Location annotation dataset excerpts:
§ §

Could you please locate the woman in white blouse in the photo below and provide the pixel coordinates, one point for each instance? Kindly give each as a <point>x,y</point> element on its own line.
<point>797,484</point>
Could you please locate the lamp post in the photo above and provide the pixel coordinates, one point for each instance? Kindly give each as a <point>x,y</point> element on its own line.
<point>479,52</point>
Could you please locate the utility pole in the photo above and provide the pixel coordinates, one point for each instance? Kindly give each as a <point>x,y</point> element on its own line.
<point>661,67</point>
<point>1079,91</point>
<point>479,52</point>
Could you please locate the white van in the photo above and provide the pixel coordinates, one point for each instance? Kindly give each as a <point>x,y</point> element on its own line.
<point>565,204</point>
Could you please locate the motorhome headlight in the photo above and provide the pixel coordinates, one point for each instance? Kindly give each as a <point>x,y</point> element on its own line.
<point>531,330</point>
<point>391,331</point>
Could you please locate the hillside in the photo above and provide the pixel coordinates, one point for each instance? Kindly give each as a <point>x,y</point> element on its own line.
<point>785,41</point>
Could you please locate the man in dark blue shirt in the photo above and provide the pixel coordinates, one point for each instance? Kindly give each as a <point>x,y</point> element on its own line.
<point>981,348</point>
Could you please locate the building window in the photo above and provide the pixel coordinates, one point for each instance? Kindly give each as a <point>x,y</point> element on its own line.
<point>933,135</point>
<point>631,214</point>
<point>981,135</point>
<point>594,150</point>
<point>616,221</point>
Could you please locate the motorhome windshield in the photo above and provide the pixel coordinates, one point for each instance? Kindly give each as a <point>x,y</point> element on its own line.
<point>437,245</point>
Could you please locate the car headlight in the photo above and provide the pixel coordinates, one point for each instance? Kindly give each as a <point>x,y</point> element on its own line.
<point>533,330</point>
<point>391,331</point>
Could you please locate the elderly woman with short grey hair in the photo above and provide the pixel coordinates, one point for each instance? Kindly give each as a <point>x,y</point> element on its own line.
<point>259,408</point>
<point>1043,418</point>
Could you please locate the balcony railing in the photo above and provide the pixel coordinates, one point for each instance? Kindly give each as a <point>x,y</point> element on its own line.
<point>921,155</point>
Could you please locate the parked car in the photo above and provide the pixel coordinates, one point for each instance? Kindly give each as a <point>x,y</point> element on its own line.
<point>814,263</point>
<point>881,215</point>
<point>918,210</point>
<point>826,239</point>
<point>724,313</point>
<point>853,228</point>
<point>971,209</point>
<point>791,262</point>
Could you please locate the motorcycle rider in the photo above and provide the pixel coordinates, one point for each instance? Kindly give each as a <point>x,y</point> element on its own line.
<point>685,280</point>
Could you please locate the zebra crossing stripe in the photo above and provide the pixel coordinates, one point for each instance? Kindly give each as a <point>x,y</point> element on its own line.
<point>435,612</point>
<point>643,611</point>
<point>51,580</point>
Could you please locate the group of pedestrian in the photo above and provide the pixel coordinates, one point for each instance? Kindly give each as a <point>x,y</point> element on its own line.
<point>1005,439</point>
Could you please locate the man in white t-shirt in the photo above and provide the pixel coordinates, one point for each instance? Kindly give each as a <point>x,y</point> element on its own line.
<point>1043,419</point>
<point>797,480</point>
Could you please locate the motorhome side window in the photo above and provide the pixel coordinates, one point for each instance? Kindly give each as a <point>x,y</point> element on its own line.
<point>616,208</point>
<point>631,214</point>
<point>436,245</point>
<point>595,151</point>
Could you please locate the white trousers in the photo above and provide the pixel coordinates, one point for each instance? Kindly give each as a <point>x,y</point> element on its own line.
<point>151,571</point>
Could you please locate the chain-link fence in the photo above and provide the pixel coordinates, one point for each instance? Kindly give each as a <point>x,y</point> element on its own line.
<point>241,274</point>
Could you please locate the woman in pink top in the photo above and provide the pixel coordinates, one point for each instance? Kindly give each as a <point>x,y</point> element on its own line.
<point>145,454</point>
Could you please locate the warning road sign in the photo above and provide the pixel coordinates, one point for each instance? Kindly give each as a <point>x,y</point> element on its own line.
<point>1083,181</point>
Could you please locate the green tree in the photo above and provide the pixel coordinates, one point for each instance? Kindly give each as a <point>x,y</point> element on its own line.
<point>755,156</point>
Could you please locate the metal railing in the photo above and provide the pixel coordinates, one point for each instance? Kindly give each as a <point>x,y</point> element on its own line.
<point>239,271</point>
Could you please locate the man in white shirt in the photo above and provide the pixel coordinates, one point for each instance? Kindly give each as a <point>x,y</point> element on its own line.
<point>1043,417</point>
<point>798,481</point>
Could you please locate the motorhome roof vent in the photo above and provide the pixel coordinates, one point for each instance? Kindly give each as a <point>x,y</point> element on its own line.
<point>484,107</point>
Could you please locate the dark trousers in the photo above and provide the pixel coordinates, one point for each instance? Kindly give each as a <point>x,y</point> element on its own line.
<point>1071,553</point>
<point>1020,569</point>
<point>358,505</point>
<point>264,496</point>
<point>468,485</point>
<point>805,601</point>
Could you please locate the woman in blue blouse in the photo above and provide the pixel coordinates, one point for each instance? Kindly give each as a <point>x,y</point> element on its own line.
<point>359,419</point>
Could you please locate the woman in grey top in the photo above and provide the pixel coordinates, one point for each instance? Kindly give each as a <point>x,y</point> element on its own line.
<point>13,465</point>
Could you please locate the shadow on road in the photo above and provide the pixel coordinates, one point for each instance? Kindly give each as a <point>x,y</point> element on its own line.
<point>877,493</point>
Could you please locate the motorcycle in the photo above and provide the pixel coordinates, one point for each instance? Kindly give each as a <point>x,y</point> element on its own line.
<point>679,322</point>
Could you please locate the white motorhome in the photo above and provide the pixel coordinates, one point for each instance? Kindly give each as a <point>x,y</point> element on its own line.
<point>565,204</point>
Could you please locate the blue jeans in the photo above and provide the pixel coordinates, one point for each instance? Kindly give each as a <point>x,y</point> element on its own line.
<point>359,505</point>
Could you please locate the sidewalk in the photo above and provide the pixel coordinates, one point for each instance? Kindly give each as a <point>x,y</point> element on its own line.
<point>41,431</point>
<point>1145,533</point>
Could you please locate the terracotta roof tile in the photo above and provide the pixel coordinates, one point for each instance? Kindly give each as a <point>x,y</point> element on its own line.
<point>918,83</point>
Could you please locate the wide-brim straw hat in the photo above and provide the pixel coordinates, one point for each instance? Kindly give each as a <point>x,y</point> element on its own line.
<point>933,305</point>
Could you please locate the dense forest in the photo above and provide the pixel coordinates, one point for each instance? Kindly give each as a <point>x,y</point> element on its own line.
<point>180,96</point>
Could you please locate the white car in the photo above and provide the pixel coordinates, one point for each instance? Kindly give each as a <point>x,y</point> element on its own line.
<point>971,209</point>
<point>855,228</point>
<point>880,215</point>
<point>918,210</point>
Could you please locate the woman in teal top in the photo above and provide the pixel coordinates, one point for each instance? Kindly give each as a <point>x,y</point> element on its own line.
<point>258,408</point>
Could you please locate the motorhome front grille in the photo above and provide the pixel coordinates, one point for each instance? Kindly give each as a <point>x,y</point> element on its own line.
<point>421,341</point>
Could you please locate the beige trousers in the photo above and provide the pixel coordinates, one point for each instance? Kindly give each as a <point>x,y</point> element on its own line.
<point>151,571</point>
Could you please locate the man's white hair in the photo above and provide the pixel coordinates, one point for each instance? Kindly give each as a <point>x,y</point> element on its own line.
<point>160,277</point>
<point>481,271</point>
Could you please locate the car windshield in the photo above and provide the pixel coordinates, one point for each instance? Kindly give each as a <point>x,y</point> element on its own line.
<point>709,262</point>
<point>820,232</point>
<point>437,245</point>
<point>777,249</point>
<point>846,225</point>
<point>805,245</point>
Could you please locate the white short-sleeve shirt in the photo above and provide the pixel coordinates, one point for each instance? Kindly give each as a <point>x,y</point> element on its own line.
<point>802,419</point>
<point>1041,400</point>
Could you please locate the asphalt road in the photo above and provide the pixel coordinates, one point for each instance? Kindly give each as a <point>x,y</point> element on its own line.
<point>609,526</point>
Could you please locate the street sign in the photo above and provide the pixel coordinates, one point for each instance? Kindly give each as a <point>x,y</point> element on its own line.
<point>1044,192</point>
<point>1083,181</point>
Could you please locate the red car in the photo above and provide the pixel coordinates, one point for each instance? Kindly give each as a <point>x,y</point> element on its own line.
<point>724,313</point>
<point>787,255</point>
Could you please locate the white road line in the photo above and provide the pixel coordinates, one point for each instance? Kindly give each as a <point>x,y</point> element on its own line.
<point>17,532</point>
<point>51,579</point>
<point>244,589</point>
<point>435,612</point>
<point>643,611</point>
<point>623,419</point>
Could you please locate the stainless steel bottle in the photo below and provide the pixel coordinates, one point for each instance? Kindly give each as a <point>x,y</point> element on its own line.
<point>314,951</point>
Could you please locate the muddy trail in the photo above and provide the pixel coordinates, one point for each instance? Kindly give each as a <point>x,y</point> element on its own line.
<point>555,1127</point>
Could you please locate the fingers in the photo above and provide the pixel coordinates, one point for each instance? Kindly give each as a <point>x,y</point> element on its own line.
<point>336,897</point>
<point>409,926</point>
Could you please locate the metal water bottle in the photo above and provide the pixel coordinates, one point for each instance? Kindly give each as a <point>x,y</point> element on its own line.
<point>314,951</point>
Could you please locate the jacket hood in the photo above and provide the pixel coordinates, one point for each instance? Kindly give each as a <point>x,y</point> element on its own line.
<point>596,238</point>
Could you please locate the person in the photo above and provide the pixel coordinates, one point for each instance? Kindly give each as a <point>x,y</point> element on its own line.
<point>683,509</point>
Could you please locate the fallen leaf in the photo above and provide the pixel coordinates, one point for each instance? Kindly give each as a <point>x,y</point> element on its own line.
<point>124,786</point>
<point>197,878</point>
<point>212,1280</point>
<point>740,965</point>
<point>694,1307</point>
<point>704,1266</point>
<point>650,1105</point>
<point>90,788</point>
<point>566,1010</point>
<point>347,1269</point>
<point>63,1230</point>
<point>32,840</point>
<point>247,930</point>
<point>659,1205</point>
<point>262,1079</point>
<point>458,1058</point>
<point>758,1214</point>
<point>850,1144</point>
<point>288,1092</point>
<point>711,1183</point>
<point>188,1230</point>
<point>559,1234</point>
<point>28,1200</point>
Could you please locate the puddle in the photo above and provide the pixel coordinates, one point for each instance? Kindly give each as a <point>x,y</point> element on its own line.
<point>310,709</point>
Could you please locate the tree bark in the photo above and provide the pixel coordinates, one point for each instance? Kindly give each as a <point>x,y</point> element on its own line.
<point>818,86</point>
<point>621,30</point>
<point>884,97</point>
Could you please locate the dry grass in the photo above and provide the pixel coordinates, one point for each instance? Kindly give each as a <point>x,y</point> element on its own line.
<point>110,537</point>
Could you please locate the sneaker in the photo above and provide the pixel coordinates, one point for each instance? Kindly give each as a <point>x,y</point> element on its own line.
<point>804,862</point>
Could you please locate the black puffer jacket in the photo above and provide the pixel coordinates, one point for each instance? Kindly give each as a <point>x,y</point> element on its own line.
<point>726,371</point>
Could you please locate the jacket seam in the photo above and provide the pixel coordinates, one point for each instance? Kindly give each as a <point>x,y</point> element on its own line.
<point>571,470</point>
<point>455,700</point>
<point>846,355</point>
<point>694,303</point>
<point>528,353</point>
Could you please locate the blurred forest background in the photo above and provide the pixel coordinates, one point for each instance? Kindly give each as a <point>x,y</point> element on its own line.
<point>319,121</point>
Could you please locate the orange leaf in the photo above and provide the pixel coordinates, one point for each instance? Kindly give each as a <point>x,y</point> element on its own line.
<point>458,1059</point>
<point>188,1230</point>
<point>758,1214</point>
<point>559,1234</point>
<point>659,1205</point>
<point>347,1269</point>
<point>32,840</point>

§ §

▸ WRITTEN REQUEST
Swap "white shirt" for "gray shirt" in the records, starting at the line that has "Could you please locate the man in white shirt" and stopping after the line that has "<point>798,481</point>". Return only those lines, with nothing else changed.

▸ WORKED SOLUTION
Could you please locate the man in gray shirt in the photo above and provide the pixel coordinates, one point for each instance? Kindly give each as a <point>x,y</point> element on its own line.
<point>1043,417</point>
<point>798,481</point>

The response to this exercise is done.